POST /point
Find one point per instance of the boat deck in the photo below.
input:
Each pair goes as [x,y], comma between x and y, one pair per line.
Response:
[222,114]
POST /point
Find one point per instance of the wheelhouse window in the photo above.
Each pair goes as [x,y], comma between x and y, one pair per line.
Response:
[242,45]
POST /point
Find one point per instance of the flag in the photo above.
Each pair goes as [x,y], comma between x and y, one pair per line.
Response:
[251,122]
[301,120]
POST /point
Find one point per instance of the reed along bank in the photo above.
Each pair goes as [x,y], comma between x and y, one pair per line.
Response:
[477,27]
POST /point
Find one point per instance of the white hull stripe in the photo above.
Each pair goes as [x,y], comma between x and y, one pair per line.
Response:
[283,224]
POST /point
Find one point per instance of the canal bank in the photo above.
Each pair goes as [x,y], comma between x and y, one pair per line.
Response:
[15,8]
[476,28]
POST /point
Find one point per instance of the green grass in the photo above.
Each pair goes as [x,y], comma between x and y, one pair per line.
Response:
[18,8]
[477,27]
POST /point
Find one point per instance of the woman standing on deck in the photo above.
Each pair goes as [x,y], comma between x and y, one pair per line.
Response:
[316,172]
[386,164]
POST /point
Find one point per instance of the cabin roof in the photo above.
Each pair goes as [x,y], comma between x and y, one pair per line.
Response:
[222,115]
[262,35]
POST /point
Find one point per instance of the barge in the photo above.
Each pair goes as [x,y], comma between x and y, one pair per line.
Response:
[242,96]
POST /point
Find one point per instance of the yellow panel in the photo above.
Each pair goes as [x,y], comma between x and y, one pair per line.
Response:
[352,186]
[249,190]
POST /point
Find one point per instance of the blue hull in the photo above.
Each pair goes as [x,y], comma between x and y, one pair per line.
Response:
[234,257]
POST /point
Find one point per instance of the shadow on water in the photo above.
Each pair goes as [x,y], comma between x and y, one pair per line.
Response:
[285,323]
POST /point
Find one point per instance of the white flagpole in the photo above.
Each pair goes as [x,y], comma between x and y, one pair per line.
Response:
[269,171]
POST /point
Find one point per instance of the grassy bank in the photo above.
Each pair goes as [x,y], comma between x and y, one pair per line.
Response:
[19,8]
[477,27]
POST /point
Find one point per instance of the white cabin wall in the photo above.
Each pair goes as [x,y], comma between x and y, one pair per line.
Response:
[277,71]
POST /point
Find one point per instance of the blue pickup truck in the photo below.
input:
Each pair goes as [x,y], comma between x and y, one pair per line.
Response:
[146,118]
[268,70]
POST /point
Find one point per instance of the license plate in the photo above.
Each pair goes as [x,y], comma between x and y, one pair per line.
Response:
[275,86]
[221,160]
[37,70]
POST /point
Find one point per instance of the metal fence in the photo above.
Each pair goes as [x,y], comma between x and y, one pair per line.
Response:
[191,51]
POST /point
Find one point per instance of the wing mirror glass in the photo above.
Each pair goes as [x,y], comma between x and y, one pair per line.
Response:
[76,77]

====

[DIRECTIVE]
Reproduce the full listing word for word.

[EXERCISE OUTPUT]
POST /point
Find one point per instance of the boat deck in the photo below.
input:
Each pair goes as [x,y], comma between x and y, one pair per line.
Response:
[222,114]
POST /point
Find one point per instance of the wheelhouse window in the photo above.
Each pair goes as [x,y], comma between x and y, one pair per line.
Response:
[242,45]
POST /point
Find one point per instance of the flag in the photo above.
Each pair goes as [x,y], comma between x and y, one pair per line.
Response:
[251,122]
[301,120]
POST /point
Find one point per instance of the reed along bank in the photo above.
Each pair goes as [x,y], comma between x and y, one pair per line.
Response:
[477,27]
POST /point
Find one point per instance of the white hull stripe in the photo above.
Each pair goes as [x,y], comma between x and y, one pair per line.
Response:
[283,224]
POST /point
Find one point per instance of the canal bank in the photo above.
Each pair goes as [x,y], comma between x and y, one pair per line.
Response:
[15,8]
[476,28]
POST /point
Find one point per instance of the green grass in the photo above.
Each pair goes as [x,y], comma between x and y, one pair per line.
Response:
[18,8]
[477,27]
POST /point
Find one point per instance of the woman standing on deck in the photo above.
Each pair goes as [x,y], comma between x and y, one pair per line.
Response:
[316,172]
[386,164]
POST /point
Find one point per instance of the cabin roof in the photo above.
Each pair goes as [x,y], comma between x and y, one pair per line.
Response:
[222,115]
[262,35]
POST /point
Find one point per instance of the barge in the photo above.
Each pair goes as [x,y], comma between x and y, one pair per line.
Response:
[242,96]
POST /point
Find one point per instance of the yellow panel in the photo above.
Each pair goes as [x,y], comma between x and y, one pair per line.
Response:
[352,186]
[249,190]
POST /point
Find one point per instance of the blue hull in the photo above.
Each pair goes as [x,y], comma between x and y, one pair per line.
Response:
[234,257]
POST /point
Find one point per instance of the shadow on water in the photo above.
Each pair goes as [x,y], comma between x and y, one pair per line.
Response:
[285,323]
POST /point
Find one point per instance of the white flagpole in the photo above.
Each pair goes as [x,y], comma between x and y, one pair per line.
Response:
[269,171]
POST /point
Find one point per instance of the grassy bank in the photo above.
Each pair goes as [x,y], comma between x and y, one pair per line.
Response:
[19,8]
[477,27]
POST /point
Find one point per instance of the white cabin wall in the photo above.
Each pair goes as [x,y], comma between x and y, one pair per line.
Response:
[277,71]
POST /point
Find one point per instance of the blue pickup truck in the photo below.
input:
Each pair goes as [x,y], comma between x and y, one pair per line.
Response:
[146,118]
[268,70]
POST /point
Find one point per instance of the license plate in the photo above.
Each pair goes as [x,y], comma between x and y, one pair per line.
Response:
[275,86]
[221,160]
[37,70]
POST /point
Find one point per instance of the metal fence in the photo above.
Each pair goes as [x,y], comma between x and y, one pair per line.
Response:
[191,51]
POST /point
Find one point per instance of the wing mirror glass in the photo above.
Each pair goes as [x,y], comma between x and y, one pair per line.
Response:
[76,77]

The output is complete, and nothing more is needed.